* **Task goal**:
Among the entries that follow, how many lines contain the word "shadow"? Give the number alone.

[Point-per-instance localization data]
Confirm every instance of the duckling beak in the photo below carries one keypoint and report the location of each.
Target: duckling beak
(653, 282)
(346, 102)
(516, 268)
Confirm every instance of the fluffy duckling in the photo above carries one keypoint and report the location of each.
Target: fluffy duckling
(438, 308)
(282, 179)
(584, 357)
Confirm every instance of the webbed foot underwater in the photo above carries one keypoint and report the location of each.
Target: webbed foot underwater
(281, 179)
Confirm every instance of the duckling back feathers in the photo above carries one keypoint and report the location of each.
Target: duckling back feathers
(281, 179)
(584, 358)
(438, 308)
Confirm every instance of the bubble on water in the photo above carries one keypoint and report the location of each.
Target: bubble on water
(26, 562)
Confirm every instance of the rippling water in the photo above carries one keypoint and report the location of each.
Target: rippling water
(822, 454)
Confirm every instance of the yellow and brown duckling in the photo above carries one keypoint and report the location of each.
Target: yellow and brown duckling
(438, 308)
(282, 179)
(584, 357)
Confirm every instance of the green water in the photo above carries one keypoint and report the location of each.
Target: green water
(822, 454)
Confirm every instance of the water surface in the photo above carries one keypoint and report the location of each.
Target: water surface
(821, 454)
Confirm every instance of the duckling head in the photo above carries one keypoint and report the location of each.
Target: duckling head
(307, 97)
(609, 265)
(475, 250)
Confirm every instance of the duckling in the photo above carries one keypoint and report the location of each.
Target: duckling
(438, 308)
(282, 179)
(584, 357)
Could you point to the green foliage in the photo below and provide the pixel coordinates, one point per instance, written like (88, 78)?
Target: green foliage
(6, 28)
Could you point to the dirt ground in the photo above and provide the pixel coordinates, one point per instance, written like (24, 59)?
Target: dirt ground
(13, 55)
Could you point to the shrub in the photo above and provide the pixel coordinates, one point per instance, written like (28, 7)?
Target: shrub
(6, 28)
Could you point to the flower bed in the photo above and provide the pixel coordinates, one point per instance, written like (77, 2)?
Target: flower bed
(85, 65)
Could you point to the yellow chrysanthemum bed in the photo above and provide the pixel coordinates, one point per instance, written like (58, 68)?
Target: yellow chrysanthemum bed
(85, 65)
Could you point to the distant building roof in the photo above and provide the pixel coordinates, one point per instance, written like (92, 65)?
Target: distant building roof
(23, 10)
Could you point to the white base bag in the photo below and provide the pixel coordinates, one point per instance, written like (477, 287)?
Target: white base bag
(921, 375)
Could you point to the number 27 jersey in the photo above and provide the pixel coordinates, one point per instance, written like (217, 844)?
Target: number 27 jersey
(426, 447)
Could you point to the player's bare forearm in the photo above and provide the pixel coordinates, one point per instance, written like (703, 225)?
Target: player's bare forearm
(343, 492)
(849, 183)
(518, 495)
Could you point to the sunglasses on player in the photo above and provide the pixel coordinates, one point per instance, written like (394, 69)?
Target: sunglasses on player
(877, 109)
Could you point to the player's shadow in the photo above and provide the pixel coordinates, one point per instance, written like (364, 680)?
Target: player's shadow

* **Result for this exercise**:
2